▸ **Work to complete**:
Filter these records by the string "below", copying each line that holds it.

▸ **Given records**:

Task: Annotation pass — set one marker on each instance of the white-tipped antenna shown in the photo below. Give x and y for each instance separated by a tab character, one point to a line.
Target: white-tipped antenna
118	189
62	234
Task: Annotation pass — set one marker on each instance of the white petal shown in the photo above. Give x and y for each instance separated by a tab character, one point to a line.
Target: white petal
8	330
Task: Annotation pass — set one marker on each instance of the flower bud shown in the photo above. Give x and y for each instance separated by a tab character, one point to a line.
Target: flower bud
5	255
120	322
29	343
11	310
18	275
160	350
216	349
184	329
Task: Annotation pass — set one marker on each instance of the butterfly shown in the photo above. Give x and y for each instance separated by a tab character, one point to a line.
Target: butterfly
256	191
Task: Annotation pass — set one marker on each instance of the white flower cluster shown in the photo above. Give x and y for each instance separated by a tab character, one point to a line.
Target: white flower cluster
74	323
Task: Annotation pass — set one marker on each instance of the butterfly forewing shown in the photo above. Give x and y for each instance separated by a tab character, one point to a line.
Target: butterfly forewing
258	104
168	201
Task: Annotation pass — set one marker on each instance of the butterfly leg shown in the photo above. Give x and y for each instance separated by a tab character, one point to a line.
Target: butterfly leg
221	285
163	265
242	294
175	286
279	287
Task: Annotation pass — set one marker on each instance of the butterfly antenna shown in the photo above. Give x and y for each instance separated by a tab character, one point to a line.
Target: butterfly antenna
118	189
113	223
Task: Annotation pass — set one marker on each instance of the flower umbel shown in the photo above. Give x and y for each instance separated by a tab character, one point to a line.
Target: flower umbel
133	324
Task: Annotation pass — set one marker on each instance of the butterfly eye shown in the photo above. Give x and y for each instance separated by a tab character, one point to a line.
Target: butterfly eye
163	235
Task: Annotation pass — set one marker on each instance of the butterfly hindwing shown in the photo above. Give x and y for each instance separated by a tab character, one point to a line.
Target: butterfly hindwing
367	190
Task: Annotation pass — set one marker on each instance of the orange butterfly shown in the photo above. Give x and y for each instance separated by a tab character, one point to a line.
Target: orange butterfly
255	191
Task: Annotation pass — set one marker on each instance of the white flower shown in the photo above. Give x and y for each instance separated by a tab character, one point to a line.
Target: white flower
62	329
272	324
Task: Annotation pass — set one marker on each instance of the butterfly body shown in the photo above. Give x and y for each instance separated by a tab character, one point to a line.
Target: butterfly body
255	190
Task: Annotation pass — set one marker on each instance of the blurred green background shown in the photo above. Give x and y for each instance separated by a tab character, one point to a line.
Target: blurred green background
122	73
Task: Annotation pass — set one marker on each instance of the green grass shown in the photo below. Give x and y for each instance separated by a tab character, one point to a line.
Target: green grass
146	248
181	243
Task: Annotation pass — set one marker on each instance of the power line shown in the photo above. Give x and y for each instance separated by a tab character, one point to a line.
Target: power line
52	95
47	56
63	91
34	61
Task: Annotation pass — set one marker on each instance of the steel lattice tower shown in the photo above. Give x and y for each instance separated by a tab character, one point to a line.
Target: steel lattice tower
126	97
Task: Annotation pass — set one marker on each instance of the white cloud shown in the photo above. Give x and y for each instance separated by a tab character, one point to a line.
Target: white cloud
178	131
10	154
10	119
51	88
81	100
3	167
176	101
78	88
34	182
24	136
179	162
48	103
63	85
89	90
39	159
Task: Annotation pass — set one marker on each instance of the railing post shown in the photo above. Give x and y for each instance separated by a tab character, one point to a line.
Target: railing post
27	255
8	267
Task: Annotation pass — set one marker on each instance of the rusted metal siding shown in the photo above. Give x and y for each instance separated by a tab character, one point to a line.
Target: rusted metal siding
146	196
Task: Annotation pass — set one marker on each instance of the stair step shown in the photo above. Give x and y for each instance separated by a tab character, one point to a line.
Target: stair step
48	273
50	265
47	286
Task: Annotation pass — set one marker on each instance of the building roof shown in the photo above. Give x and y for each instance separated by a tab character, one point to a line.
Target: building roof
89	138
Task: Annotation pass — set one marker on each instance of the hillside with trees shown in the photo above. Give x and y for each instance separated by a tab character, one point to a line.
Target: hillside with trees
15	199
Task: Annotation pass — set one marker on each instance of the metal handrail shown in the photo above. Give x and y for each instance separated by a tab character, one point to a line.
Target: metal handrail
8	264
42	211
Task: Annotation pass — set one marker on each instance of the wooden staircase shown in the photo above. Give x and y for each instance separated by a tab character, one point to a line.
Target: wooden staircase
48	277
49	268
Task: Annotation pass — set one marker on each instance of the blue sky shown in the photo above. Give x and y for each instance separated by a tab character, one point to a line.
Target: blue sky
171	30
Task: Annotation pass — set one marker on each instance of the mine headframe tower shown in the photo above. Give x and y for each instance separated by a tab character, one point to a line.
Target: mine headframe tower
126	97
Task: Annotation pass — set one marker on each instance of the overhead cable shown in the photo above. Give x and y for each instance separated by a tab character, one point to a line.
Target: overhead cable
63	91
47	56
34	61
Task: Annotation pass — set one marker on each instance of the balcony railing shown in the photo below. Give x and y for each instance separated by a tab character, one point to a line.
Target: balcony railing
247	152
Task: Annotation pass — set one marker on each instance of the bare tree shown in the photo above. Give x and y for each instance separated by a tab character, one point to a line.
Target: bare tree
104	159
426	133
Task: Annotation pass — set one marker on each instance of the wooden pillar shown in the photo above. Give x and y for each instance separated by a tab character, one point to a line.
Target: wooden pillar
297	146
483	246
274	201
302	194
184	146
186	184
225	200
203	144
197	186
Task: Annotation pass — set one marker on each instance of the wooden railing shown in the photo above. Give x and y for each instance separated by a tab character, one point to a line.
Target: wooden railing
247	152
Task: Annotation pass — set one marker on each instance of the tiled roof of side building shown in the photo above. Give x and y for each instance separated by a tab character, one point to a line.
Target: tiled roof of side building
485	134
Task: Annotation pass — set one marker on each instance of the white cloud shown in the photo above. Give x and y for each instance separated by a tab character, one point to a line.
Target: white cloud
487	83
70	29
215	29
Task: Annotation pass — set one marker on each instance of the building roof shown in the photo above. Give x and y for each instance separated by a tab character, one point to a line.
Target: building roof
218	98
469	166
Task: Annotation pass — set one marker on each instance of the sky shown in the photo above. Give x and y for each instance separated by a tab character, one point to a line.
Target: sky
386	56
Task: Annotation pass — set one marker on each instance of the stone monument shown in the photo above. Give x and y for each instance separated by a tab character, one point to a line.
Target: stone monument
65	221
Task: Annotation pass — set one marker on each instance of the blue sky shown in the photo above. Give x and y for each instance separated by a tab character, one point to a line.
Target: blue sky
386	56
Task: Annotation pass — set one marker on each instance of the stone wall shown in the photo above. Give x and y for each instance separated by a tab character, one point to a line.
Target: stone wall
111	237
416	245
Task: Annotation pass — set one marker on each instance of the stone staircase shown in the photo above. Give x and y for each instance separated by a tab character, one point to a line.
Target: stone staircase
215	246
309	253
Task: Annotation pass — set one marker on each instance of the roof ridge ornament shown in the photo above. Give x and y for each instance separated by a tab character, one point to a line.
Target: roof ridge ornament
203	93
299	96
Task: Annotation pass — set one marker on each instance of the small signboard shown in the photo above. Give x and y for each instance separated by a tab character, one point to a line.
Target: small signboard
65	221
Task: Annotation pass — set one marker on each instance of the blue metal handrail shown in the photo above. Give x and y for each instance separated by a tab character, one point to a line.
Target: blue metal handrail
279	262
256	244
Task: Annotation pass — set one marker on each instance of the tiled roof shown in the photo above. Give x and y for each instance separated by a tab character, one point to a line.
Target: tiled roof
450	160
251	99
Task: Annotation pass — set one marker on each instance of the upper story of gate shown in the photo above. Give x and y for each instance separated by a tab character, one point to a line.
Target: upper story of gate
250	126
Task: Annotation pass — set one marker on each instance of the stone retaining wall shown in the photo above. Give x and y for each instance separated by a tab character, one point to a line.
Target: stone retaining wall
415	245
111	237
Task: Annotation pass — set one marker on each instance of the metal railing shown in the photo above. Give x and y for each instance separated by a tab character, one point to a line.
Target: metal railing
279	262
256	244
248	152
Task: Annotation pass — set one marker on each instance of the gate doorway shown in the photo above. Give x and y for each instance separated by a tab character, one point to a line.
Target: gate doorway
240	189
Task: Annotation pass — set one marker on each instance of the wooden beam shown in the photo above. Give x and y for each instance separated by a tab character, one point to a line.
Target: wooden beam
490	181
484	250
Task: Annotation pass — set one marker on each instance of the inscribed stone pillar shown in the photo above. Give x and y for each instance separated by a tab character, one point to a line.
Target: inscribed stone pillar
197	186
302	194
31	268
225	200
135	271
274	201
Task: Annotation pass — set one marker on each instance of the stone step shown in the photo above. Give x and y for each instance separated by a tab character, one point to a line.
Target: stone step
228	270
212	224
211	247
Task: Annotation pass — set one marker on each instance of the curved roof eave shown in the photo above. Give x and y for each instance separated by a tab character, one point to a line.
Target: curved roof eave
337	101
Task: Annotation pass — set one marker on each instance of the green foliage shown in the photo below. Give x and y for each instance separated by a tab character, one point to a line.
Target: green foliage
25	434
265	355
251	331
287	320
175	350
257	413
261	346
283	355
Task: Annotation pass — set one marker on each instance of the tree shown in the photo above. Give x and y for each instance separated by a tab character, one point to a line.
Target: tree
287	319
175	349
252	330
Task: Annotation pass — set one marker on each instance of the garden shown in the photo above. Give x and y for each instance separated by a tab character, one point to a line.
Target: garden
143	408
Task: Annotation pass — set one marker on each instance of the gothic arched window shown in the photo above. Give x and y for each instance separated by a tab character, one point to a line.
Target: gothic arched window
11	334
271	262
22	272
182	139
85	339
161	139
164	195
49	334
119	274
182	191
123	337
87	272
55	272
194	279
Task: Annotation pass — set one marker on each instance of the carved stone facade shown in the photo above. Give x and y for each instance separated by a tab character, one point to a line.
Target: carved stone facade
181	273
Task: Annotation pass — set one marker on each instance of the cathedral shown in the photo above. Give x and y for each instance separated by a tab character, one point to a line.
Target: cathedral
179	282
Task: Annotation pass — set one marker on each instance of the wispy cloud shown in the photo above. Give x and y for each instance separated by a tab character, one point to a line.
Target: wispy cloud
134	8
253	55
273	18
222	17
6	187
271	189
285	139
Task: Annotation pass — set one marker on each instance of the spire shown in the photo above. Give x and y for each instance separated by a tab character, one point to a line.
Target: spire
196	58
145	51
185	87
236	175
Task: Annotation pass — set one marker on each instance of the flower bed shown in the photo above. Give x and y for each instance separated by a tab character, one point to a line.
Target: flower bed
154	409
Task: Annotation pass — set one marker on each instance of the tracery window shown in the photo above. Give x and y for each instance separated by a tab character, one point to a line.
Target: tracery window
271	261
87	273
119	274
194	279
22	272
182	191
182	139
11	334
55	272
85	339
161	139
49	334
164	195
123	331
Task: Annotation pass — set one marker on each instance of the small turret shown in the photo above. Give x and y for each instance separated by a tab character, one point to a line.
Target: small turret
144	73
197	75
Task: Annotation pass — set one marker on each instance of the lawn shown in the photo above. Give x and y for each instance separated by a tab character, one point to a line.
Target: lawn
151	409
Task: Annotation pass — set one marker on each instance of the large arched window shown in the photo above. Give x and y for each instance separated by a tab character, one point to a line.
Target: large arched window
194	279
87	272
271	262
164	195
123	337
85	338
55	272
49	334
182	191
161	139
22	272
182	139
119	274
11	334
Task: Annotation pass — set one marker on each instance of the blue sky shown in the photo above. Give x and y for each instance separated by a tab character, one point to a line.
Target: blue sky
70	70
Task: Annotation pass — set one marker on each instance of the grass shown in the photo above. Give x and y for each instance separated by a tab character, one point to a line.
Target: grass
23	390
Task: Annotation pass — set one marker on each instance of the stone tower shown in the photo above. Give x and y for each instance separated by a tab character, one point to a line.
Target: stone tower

▸ **Output of the task**:
Task: Annotation pass — set one marker on each instance of the white-tipped antenna shown in the photo below. Give x and y for each instance separated by a tab character, one point to a line.
Task: Annotation pass — set one marker on each instance of the green grass shown in the photo below. Give x and y for each instance separated by a tab character, one point to a line.
Task: Annotation pass — set one marker on each instance of the balcony railing shown in the photo below. Give x and y for each instance separated by a tab character, one point to a line.
Task: Annotation pass — set one marker on each instance of the green foliage shown in the photo below. Give x and y for each instance separated by a tab character, one point to a line.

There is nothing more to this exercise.